In der knapp zweistündigen Aufführung wird schnell deutlich, was 23 Jahre unerfüllte Erwartungen ausmachen können. Die Wut und die Enttäuschung lassen Martha zu einem emotionalen Tyrannen werden. Wahrlich keine leichte Aufgabe, einen derart hasserfüllten und bösartigen Menschen dem Publikum adäquat zu präsentieren. Crescentia Dünßer löste es souverän, teilweise jedoch eine Nuance zu übertrieben; ein paar Dezibel weniger hätten es dann und wann auch getan. Sie blühte mit Feindseligkeiten regelrecht auf und sogar George, herausragend dargestellt von Tobias Beyer, schien überrascht, dass Martha in dieser Nacht den Superlativ der Hässlichkeit erreichen konnte. Wie mit einem Gewehr entledigten sie sich, gegeneinander gerichtet, aller Hemmungen und angestauter Emotionen.

Umriss-Datensätze:

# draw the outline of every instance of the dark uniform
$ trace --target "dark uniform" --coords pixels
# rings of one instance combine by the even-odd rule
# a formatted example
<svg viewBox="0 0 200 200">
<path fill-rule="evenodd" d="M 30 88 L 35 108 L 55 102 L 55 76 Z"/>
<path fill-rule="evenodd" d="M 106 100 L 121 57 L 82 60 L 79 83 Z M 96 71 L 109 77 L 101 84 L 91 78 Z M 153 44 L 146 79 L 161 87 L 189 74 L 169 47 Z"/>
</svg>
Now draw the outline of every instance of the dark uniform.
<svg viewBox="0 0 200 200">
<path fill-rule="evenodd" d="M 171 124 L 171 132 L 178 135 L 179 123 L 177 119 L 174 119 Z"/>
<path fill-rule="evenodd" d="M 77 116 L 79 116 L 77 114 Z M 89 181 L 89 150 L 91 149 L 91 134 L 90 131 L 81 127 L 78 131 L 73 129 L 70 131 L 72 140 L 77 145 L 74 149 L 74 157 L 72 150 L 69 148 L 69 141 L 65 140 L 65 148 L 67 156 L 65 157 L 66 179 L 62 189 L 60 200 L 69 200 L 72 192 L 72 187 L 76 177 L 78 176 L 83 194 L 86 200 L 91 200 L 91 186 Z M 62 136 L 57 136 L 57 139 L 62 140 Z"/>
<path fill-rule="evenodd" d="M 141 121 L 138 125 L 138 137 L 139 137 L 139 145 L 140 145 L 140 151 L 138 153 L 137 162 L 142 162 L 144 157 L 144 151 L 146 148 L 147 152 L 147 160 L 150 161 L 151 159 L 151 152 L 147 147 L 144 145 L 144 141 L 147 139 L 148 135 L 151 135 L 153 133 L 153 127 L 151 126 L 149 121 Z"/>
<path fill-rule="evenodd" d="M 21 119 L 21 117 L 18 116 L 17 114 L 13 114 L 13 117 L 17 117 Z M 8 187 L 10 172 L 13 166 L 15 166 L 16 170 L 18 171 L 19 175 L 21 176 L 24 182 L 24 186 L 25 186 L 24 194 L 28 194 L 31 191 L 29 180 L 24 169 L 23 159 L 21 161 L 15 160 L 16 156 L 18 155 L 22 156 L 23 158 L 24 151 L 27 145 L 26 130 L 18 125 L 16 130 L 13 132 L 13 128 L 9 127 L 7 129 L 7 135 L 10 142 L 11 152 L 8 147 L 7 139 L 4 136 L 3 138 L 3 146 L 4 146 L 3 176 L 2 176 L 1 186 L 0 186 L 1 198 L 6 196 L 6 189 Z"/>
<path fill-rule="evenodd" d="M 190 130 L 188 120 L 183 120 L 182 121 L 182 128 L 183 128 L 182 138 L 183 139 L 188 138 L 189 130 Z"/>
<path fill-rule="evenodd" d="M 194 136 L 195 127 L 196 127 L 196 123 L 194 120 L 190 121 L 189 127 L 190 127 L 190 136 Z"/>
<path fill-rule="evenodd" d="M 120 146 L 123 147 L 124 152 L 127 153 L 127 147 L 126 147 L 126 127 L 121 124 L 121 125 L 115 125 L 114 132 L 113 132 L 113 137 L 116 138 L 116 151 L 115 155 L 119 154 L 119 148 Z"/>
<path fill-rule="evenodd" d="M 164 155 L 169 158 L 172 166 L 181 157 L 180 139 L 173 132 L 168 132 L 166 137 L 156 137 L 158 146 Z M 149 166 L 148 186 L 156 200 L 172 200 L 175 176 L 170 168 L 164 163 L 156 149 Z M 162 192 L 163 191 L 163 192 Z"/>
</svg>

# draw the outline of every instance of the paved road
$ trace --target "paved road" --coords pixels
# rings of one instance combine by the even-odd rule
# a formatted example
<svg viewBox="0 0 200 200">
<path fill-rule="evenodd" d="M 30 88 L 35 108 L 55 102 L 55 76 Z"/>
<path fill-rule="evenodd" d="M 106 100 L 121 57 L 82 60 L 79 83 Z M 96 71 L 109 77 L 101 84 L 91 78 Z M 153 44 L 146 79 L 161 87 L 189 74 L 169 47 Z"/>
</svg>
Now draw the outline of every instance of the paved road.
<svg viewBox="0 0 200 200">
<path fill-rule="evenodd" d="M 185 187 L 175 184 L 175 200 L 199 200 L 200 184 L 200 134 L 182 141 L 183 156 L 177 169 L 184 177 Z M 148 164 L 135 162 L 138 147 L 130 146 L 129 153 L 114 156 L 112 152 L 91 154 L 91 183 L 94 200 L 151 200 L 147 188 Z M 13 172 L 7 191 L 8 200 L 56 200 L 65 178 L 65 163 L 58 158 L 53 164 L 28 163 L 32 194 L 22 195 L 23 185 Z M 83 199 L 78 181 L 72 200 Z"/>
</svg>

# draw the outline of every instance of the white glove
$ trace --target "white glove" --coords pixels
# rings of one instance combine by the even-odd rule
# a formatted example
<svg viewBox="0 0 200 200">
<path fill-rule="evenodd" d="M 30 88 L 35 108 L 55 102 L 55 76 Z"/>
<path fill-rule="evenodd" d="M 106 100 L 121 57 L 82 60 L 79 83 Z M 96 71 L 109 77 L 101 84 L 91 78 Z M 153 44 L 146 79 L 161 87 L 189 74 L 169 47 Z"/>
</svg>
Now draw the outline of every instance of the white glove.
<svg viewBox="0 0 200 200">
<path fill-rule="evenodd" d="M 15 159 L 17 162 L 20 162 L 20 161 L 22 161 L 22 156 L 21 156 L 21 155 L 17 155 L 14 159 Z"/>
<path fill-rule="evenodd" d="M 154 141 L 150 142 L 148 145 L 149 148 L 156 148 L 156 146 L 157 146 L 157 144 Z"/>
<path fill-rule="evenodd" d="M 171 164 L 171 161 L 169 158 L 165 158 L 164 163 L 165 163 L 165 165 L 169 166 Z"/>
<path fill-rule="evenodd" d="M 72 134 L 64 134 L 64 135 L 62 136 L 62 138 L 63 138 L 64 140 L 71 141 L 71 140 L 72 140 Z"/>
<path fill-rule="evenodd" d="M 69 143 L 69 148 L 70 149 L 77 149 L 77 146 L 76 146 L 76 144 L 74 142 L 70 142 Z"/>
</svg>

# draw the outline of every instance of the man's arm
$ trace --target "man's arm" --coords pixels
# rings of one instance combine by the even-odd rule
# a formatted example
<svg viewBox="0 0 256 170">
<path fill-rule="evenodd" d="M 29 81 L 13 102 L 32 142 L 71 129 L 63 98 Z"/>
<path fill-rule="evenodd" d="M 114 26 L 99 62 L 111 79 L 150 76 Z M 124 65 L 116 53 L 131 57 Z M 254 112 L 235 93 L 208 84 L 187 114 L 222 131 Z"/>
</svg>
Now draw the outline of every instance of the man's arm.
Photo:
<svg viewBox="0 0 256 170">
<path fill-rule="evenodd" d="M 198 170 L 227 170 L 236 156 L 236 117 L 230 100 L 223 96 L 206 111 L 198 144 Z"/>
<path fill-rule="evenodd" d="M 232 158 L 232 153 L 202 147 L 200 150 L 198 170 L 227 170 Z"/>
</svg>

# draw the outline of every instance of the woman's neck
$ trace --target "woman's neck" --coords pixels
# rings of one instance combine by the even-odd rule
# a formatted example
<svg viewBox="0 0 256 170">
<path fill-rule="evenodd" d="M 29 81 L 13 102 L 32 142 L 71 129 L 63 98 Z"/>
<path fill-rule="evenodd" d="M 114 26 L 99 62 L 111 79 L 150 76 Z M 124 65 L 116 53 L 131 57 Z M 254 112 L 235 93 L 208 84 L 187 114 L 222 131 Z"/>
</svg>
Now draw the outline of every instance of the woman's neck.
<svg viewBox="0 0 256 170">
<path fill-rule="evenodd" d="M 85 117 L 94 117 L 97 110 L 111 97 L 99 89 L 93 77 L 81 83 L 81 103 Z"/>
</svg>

Deine Aufgabe | Schreib den Textausschnitt über die Aufführung vollständig und Wort für Wort ab. Die Datensätze brauchst du hier nicht.

Antwort darunter |
In der knapp zweistündigen Aufführung wird schnell deutlich, was 23 Jahre unerfüllte Erwartungen ausmachen können. Die Wut und die Enttäuschung lassen Martha zu einem emotionalen Tyrannen werden. Wahrlich keine leichte Aufgabe, einen derart hasserfüllten und bösartigen Menschen dem Publikum adäquat zu präsentieren. Crescentia Dünßer löste es souverän, teilweise jedoch eine Nuance zu übertrieben; ein paar Dezibel weniger hätten es dann und wann auch getan. Sie blühte mit Feindseligkeiten regelrecht auf und sogar George, herausragend dargestellt von Tobias Beyer, schien überrascht, dass Martha in dieser Nacht den Superlativ der Hässlichkeit erreichen konnte. Wie mit einem Gewehr entledigten sie sich, gegeneinander gerichtet, aller Hemmungen und angestauter Emotionen.